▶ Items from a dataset
"""

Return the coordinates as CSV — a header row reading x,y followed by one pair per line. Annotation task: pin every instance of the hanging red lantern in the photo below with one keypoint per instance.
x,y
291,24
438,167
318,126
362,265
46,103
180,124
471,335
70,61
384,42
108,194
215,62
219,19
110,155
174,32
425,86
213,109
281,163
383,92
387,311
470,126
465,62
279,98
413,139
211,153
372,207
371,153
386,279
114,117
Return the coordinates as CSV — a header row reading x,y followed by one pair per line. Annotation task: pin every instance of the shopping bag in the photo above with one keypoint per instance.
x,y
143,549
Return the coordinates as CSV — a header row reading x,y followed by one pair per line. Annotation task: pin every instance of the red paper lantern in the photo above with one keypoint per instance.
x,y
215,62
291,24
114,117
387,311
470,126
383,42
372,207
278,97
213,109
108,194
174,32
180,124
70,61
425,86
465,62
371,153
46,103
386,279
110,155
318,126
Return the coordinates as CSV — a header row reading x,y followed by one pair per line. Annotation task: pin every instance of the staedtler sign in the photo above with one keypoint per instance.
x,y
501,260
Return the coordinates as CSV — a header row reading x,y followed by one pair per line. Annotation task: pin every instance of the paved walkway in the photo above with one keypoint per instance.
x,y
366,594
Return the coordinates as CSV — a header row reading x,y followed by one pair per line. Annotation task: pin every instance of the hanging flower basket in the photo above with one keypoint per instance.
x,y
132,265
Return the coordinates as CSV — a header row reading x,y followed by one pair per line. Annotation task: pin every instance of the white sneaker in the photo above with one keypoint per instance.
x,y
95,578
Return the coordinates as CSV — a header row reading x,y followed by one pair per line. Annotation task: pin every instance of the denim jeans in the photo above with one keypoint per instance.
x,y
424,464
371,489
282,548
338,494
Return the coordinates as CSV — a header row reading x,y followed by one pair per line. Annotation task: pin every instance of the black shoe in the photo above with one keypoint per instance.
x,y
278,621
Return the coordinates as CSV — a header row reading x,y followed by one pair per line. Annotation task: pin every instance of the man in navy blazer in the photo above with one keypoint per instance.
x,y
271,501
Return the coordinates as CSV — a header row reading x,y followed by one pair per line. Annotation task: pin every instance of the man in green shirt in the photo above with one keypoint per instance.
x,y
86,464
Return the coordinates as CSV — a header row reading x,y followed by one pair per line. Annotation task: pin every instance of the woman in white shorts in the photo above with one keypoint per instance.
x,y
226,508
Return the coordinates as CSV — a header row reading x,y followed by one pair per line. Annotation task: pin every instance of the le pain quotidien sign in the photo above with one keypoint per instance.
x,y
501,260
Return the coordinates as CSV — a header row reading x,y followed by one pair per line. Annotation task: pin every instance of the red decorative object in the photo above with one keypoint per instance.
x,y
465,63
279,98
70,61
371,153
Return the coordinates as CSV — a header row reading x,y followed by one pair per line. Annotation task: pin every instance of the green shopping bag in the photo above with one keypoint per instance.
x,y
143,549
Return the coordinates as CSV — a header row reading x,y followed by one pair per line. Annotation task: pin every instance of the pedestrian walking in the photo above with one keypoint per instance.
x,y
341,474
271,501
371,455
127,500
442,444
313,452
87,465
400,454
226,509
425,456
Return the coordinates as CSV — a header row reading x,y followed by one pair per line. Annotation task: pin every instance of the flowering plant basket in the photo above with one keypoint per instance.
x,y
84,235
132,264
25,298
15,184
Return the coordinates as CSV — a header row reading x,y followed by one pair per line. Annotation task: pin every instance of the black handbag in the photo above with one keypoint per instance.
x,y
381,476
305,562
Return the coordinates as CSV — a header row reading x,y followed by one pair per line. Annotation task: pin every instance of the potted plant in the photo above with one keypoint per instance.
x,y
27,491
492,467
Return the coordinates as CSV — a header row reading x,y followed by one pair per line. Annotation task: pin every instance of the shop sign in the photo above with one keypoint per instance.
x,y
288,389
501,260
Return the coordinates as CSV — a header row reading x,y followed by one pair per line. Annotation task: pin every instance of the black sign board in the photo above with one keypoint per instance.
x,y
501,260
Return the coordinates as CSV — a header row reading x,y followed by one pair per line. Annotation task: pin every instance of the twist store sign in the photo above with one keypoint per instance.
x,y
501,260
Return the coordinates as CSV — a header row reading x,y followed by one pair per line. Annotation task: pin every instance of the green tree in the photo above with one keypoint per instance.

"""

▶ Exercise prompt
With no line skipped, repeat the records exactly.

▶ Solution for this task
Return the coordinates as CSV — a header row reading x,y followed by one pair per line. Annotation task: pin every instance of the hanging red lantern in the photo below with one keypoint per instance.
x,y
291,24
438,167
318,126
362,265
46,103
180,124
471,335
70,61
384,42
108,194
215,62
219,19
110,155
174,32
425,86
213,109
281,163
383,92
387,311
470,126
465,62
279,98
413,139
211,153
372,207
371,153
386,279
114,117
Return the coordinates as CSV — a header row reading x,y followed by one pair per line. Annotation task: pin every instance of the shopping bag in the photo above with one keypoint per instance.
x,y
143,549
Return the coordinates as CSV — a header row reading x,y followed by one pair per line. Annotation task: pin every instance of the red paper lantern in the photo above with one keypoint per instance.
x,y
215,62
291,24
114,117
387,311
470,126
383,42
372,207
278,97
213,109
108,194
174,32
180,124
70,61
425,86
465,62
371,153
46,103
386,279
110,155
318,126
Return the coordinates as CSV — a header row reading x,y followed by one pair per line. Annotation task: pin every instance of the staedtler sign in the photo above with one keypoint per instance.
x,y
501,260
Return the coordinates as CSV — a header row reading x,y followed by one pair per line. Annotation task: pin every instance of the paved walkway in the photo above with one keypoint per instance.
x,y
366,594
Return the coordinates as CSV — a header row reading x,y followed by one pair per line. Annotation task: pin every instance of the hanging flower basket in the photo above with one keypoint per instance.
x,y
132,265
Return the coordinates as CSV — a header row reading x,y followed by one pair per line. Annotation task: pin every instance of the white sneaker in the photo above with one keypoint per instance.
x,y
95,578
Return the coordinates as CSV — a header row reading x,y followed by one pair per line. Annotation task: pin every instance of the denim jeans in the photo above with one keypoint per instance.
x,y
424,464
371,489
282,548
338,494
Return the coordinates as CSV — a header row reading x,y followed by one pair per line. Annotation task: pin every instance of the black shoe in the photo above with one keypoint per instance.
x,y
278,621
Return the coordinates as CSV — a header row reading x,y followed by one pair per line. Annotation task: pin every instance of the man in navy blazer in the photo above with one keypoint per instance.
x,y
271,501
Return the coordinates as CSV — a header row reading x,y followed by one pair per line. Annotation task: pin every instance of the man in green shirt in the photo above with one keypoint per instance.
x,y
86,464
Return the coordinates as CSV — a header row reading x,y followed by one pair per line. Annotation task: pin every instance of the woman in white shorts in the photo above with one keypoint per instance.
x,y
226,508
Return the coordinates as CSV — a header row reading x,y followed by one pair per line. Annotation task: pin every instance of the le pain quotidien sign in the photo above with one keypoint per instance.
x,y
501,260
Return the coordinates as CSV — a header row reading x,y followed by one pair per line. Annotation task: pin every instance of the red decorative object in the photo above with one keypoint per instance.
x,y
465,63
279,98
70,61
371,153
Return the coordinates as CSV — a header row reading x,y followed by one pair per line. Annotation task: pin every instance of the green shopping bag in the photo above with one keypoint per instance.
x,y
143,549
Return the coordinates as CSV — a header row reading x,y followed by one pair per line. Annotation task: pin every instance of the pedestrian walking in the photo above with one keypoint per instance.
x,y
341,474
271,501
371,455
127,500
442,444
313,452
87,465
400,454
226,509
425,456
Return the coordinates as CSV — a header row reading x,y followed by one pair per line. Annotation task: pin every instance of the flowering plant basket in the photo above with one keypoint per instance.
x,y
84,235
132,264
25,298
15,184
Return the coordinates as CSV — a header row reading x,y followed by one pair per line. Annotation task: pin every instance of the black handbag in the photo above with one keypoint per instance.
x,y
381,476
305,562
Return the coordinates as CSV — a header row reading x,y followed by one pair per line. Annotation task: pin every instance of the potted plant in the photo above with one keypoint per instance.
x,y
27,491
492,467
Return the coordinates as CSV — a header row reading x,y followed by one pair per line. Annotation task: pin every instance of the shop sign in the photo above with one keypoint per instance.
x,y
288,389
501,260
Return the coordinates as CSV — a header row reading x,y followed by one pair per line. Annotation task: pin every instance of the black sign board in the photo above with one keypoint per instance.
x,y
501,260
Return the coordinates as CSV — a header row reading x,y followed by one pair per line. Annotation task: pin every instance of the twist store sign in the photo above with one keypoint per instance.
x,y
501,260
Return the coordinates as CSV — a header row reading x,y followed by one pair per line. Annotation task: pin every instance of the green tree in the photo above with one keypoint per instance.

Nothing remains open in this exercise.